▸ DIRECTIONS FOR THIS TASK:
Reproduce the Royal Show blog post below in full, word for word.

▸ SUPPLIED PASSAGE:

^^^^^^^^^^^^^^^^

Wednesday, September 8, 2010

The Royal Show

This is a bit out of sequence, but while it is fresh in my mind....

We were told at the beginning of this trip that the only way we could get back to America would be by winning the USA v. Australia Burger Smackdown at the Royal Adelaide Show. To be honest, I didn't think of it too much during the trip while my brain was swimming in Shiraz and my stomach filled with Wagyu and Lamb. However, the day arrived, and the nerves settled in.

Kristina and I were scheduled to do a film spot, an instructional video of sorts for local meat ranchers which was produced by MLA, our sponsors for the trip. The set was created on the rooftop garden of our hotel, just us, the crew, our mis en plac, a grill, and a bone chilling wind. It was a tedious task to stop, start, fake cue in, use Australian lingo, and the sort. Best part about it was learning another way of how chefs must interact with media and what it takes to get your own chef message out to the general public.

We got a short break and were scurried off to the Royal Show with a few ingredients brought from home, our chef coats, and our American flag. Kristina was brilliant enough to bring things like chipotle, guajillo, and ancho chile. All items not readily available down under. We walked into the pavilion to a wide array of food booths sampling items such as German sausage, "Bush" flavored ice creams, and many preserved jams and jellies made with local product.

On stage, a competition was taking place amongst 8 or 9 Australian chefs on Weber grills for the best Australian burger. We watched a little from the corner and the host began the trash talking almost immediately. "I can feel the nerves that just walked into the room"..."Those Americans knees must be knocking from fear"..."How can they possibly challenge the greatness of these Australian chefs and their burgers"....I guess it is all in jest and I had a smile on my face, but internally I was blowing up with competitive fire. There was really no way that losing would have been okay for me.

^^^^^^^^^^^^^^^^

▸ INFORMATION PROVIDED:

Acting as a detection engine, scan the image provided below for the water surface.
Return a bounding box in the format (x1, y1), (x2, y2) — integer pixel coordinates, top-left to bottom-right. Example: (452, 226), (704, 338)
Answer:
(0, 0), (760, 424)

^^^^^^^^^^^^^^^^

▸ WRITTEN REPLY:
Wednesday, September 8, 2010

The Royal Show

This is a bit out of sequence, but while it is fresh in my mind....

We were told at the beginning of this trip that the only way we could get back to America would be by winning the USA v. Australia Burger Smackdown at the Royal Adelaide Show. To be honest, I didn't think of it too much during the trip while my brain was swimming in Shiraz and my stomach filled with Wagyu and Lamb. However, the day arrived, and the nerves settled in.

Kristina and I were scheduled to do a film spot, an instructional video of sorts for local meat ranchers which was produced by MLA, our sponsors for the trip. The set was created on the rooftop garden of our hotel, just us, the crew, our mis en plac, a grill, and a bone chilling wind. It was a tedious task to stop, start, fake cue in, use Australian lingo, and the sort. Best part about it was learning another way of how chefs must interact with media and what it takes to get your own chef message out to the general public.

We got a short break and were scurried off to the Royal Show with a few ingredients brought from home, our chef coats, and our American flag. Kristina was brilliant enough to bring things like chipotle, guajillo, and ancho chile. All items not readily available down under. We walked into the pavilion to a wide array of food booths sampling items such as German sausage, "Bush" flavored ice creams, and many preserved jams and jellies made with local product.

On stage, a competition was taking place amongst 8 or 9 Australian chefs on Weber grills for the best Australian burger. We watched a little from the corner and the host began the trash talking almost immediately. "I can feel the nerves that just walked into the room"..."Those Americans knees must be knocking from fear"..."How can they possibly challenge the greatness of these Australian chefs and their burgers"....I guess it is all in jest and I had a smile on my face, but internally I was blowing up with competitive fire. There was really no way that losing would have been okay for me.